SELECTED PASSAGE
I have two instances of an app container (happens to be a Node.JS app, but that shouldn't matter) running in a Kubernetes cluster on Google Container Engine. I'd like to scale it up to three instances.
My cluster has a master and two minion nodes, with a replication controller and a load balancer service. The replication controller keeps my app container running happily on the two nodes.
I can see that there is a handy gcloud alpha container kubectl resize command which lets me change the number of replicas, but I don't see how or if I can increase the size of the cluster itself, so that it can spin up another minion node. I only see gcloud commands to create, delete, list and describe clusters; nothing to resize them.
If I can't resize my cluster, then to scale up I'd need to create a whole new cluster and kill the old one. Am I missing something?
Also, are there plans to support auto-scaling?
Update (June 2015): Kubernetes on GCE now uses managed instance groups which you can manually resize to add new nodes to your cluster.

QUESTIONS
1. Find each line of the records that contains the word "then", and copy those lines.
2. Please pick up the Kubernetes cluster thread after its last sentence and continue it.
The Kubernetes cluster thread and the records have no connection to each other.

LISTED ENTRIES
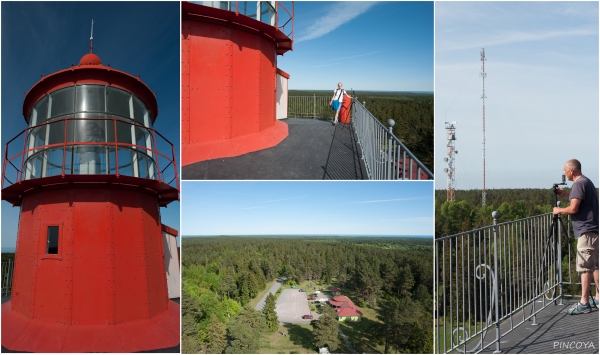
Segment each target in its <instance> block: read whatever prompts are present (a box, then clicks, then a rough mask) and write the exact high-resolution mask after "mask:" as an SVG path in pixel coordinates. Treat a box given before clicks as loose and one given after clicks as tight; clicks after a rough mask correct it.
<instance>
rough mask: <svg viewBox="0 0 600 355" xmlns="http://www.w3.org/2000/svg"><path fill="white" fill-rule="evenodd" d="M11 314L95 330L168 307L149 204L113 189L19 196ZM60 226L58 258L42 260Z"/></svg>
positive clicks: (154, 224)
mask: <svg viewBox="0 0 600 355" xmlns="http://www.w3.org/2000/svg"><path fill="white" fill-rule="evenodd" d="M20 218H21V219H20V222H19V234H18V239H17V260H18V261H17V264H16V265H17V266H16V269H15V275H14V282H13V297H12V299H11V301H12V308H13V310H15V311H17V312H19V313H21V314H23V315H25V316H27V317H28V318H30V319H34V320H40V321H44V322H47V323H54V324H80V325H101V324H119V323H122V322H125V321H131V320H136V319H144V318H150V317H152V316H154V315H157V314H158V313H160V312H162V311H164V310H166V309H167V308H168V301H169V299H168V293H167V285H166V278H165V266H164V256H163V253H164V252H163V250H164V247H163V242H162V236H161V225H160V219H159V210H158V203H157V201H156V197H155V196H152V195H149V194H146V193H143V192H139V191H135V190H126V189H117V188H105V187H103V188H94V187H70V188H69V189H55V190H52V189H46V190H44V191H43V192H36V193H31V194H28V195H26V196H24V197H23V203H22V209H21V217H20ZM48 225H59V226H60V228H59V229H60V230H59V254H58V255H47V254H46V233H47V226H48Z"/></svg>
==
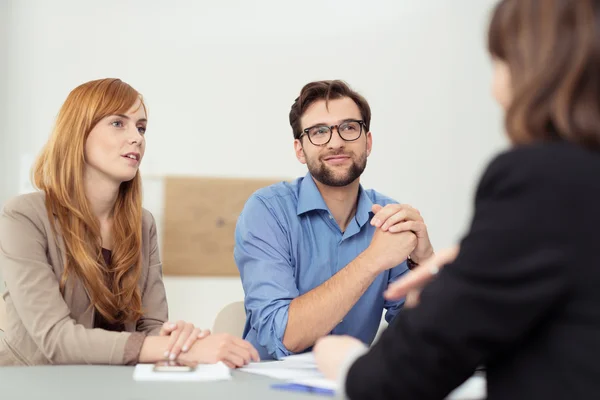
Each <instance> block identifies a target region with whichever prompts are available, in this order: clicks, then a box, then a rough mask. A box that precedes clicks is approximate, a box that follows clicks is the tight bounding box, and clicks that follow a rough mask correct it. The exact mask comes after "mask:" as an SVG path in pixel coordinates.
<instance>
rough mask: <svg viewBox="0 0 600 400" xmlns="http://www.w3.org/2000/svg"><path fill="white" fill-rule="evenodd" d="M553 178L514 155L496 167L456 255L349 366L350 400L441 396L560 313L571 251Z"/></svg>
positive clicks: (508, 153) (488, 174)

TASK ANSWERS
1.
Segment each target in its <instance> block: read whatever prompts are present (a box, then clicks, then a rough mask) and write the exact high-resolution mask after "mask:" as an SVG path in pixel coordinates. Treat a box given before clicks as loose and one given after clicks as tight; clicks after a rough mask correct it.
Each <instance> block identifies a target region with whichever prompts are available, in this order: clicks, then a box, then a rough mask. A box that precedes clicks is approximate, a box that follows clicks is the tight bounding box, and clicks that follow a rough mask correct it. The exact mask comes after "mask:" as an SVG path in pixel coordinates.

2.
There isn't currently a way to add nodes to your existing Google Container Engine cluster. We are currently adding support to Kubernetes to allow clusters to have nodes dynamically added but the work isn't quite finished yet. Once the feature is available in Kubernetes you can expect that it will show up in Google Container Engine shortly after the next Kubernetes release.
In the mean time, it should be possible to run more than two replicas of your node.js application on the existing two VMs.
This presentation: http://fr.slideshare.net/craigbox/autoscaling-kubernetes is about kubernetes horizontal scaling in Google Cloud. I put this link here to save some googling to next one that ends up on this thread.